377 lines
15 KiB
ReStructuredText
377 lines
15 KiB
ReStructuredText
=============================
|
|
zvm embedding audit — Z-machine interpreter feasibility
|
|
=============================
|
|
|
|
zvm is a Python Z-machine interpreter (by Ben Collins-Sussman) being evaluated
|
|
for embedding in mudlib to run interactive fiction games over telnet. this audit
|
|
covers architecture, isolation requirements, and modification paths. compared
|
|
against the viola audit for apples-to-apples decision-making.
|
|
|
|
|
|
1. global state — mostly clean, two leaks
|
|
==========================================
|
|
|
|
state is instance-based. ``ZMachine.__init__`` wires everything together::
|
|
|
|
ZMemory(story) -- memory
|
|
ZStringFactory(mem) -- string decoding
|
|
ZObjectParser(mem) -- object tree
|
|
ZStackManager(mem) -- call/data stacks
|
|
ZOpDecoder(mem, stack) -- instruction decoder
|
|
ZStreamManager(mem, ui) -- I/O streams
|
|
ZCpu(mem, opdecoder, stack, objects, string, streams, ui) -- CPU
|
|
|
|
dependency graph flows one way: ZCpu depends on everything else, everything
|
|
else depends on ZMemory. no circular dependencies. clean layering.

● Exercise task 1:
According to the zvm audit, which component depends on everything else?
The zvm audit and these entries have nothing to do with each other.

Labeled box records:

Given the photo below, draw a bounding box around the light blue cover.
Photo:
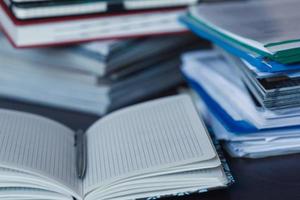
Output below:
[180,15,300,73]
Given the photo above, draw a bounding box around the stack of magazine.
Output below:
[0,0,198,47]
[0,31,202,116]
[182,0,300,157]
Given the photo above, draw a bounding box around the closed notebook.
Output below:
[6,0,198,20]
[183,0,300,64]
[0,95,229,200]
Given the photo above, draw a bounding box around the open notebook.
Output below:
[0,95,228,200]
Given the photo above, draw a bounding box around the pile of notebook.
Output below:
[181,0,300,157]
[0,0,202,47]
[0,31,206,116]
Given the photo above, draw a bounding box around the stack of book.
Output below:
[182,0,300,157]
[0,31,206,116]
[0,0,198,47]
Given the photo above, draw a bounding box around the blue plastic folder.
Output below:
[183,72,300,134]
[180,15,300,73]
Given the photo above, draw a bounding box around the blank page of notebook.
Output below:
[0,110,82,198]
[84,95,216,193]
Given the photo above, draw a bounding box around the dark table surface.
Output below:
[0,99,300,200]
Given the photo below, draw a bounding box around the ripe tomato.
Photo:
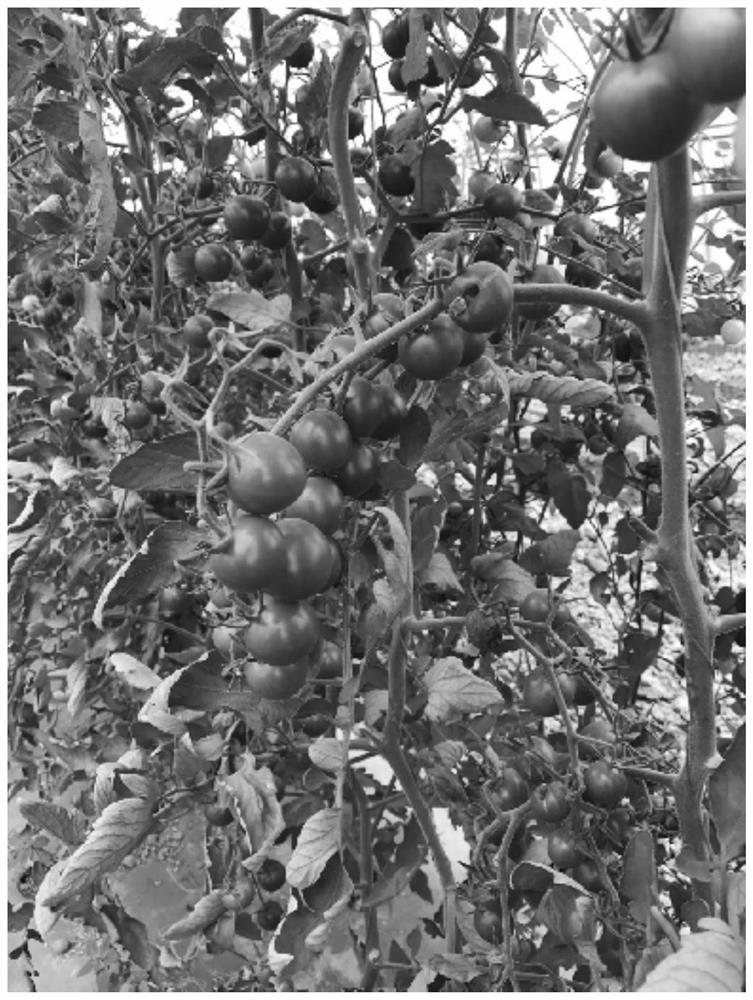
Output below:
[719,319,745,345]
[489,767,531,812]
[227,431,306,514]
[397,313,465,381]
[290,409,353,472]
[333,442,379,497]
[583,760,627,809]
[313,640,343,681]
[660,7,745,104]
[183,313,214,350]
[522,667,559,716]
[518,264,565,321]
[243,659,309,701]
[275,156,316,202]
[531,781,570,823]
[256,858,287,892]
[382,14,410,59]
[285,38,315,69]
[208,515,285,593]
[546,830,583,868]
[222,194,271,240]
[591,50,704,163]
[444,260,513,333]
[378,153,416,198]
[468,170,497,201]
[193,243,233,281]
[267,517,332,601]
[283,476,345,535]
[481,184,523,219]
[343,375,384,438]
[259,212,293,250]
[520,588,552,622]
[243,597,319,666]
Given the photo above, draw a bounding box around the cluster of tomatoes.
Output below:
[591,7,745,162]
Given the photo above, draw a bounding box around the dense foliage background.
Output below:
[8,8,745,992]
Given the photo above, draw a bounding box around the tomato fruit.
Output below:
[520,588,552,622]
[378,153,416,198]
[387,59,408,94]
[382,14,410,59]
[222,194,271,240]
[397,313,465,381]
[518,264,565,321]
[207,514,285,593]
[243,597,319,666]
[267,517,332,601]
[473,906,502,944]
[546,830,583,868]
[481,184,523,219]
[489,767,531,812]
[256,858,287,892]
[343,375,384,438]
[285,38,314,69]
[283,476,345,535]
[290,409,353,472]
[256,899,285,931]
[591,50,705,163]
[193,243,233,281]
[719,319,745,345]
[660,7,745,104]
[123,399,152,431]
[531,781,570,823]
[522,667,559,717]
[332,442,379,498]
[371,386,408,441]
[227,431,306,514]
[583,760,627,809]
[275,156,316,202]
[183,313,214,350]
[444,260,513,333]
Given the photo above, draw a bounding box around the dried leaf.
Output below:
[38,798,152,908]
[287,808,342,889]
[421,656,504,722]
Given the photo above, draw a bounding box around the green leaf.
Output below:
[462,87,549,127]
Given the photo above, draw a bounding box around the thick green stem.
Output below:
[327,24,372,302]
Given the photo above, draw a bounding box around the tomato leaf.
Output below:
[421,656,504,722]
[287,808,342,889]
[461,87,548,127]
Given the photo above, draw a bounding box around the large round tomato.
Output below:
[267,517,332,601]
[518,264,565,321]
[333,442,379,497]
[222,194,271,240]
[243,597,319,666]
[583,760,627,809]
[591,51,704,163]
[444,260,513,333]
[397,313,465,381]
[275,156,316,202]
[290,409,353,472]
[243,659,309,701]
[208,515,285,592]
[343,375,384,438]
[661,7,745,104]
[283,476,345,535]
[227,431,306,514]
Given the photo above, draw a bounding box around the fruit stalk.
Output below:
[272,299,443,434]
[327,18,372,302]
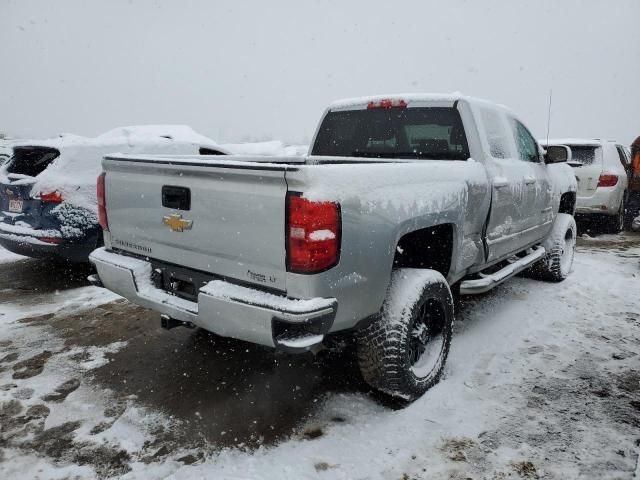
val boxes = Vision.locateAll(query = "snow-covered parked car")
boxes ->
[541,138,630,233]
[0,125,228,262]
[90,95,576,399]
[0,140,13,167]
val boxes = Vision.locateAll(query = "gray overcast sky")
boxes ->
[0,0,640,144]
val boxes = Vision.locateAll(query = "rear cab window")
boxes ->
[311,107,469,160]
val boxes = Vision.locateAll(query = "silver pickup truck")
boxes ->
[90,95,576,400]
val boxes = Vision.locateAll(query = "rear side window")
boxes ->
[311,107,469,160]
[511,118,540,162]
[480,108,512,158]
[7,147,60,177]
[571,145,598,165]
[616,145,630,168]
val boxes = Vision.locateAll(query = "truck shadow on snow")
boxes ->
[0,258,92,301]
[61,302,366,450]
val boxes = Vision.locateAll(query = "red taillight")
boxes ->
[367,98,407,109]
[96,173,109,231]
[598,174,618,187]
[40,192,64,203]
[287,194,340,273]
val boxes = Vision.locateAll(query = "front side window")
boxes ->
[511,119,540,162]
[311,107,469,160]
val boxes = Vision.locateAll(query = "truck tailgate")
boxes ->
--
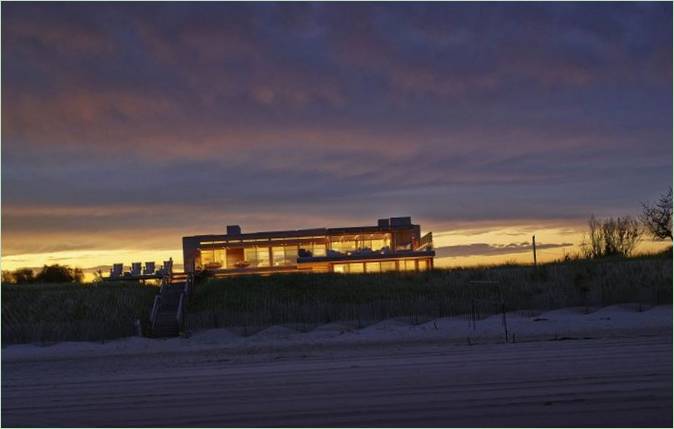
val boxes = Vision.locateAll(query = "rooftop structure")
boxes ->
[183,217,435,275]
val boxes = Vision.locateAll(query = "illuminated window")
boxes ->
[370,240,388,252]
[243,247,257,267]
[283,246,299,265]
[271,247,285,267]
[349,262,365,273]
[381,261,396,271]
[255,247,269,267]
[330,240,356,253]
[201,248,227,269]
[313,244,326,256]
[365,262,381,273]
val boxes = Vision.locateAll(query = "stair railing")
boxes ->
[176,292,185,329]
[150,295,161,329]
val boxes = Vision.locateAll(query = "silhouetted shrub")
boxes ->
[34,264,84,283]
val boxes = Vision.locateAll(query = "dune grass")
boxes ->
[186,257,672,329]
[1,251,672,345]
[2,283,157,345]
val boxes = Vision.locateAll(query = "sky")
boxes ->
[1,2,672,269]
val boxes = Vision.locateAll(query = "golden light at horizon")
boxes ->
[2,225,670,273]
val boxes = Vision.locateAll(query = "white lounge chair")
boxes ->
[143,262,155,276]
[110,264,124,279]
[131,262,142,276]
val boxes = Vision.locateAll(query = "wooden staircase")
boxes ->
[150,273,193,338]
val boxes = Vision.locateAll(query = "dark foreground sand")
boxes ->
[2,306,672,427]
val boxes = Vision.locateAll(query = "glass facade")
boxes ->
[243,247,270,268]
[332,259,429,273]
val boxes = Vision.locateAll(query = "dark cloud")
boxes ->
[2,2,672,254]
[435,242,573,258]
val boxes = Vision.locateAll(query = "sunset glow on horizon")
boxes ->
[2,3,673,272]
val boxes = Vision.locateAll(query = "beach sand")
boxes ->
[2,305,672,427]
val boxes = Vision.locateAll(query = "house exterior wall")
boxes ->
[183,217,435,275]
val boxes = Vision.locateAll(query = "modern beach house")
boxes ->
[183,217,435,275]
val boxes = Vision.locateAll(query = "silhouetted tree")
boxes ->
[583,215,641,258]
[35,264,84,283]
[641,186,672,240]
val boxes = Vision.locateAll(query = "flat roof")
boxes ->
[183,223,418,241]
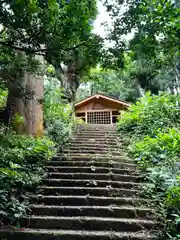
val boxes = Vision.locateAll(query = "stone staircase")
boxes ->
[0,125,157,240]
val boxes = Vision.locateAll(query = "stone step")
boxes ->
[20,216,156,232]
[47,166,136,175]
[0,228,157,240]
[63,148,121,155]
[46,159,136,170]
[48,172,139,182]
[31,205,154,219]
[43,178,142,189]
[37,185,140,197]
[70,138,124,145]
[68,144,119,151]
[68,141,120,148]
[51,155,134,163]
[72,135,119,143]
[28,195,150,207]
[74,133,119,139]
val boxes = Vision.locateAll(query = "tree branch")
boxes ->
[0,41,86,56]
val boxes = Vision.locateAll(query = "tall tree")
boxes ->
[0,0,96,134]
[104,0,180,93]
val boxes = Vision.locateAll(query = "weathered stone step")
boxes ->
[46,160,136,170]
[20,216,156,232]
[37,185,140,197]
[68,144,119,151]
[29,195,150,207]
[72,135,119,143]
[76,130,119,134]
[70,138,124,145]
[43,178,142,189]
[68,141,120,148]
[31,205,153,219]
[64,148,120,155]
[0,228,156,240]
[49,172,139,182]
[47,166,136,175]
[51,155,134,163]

● Exercise task 2:
Reproduce the entries starting at the line that contains "Given the photo below, draw a bounding box around the light" and ending at the line that contains "[0,99,300,200]", substituting "journal" for every "notebook" and changing nothing else. Leave the picture out.

● Task response 1:
ZCpu depends on everything else.

● Task response 2:
Given the photo below, draw a bounding box around the light blue cover.
Photo:
Output below:
[180,15,300,73]
Given the photo above, draw a bounding box around the stack of magazine.
Output below:
[0,0,198,47]
[0,31,202,116]
[182,0,300,157]
Given the photo above, draw a bounding box around the closed journal.
Output below:
[6,0,198,20]
[183,0,300,64]
[0,95,229,200]
Given the photo above, draw a bounding box around the open journal.
Output below:
[0,95,228,200]
Given the photo above, draw a bounding box around the pile of journal.
Output below:
[181,0,300,157]
[0,0,202,47]
[0,31,206,116]
Given the photo above, draw a bounding box around the stack of book.
Output below:
[182,0,300,157]
[0,31,206,116]
[0,0,198,47]
Given the photo above, draw a bounding box around the blue plastic folder.
Output below:
[183,72,300,134]
[180,15,300,73]
Given the photo above, draw a bounding box around the blank page of journal.
Output below:
[0,110,82,198]
[84,95,216,193]
Given the photo above, draw a bounding box around the dark table surface.
Output below:
[0,99,300,200]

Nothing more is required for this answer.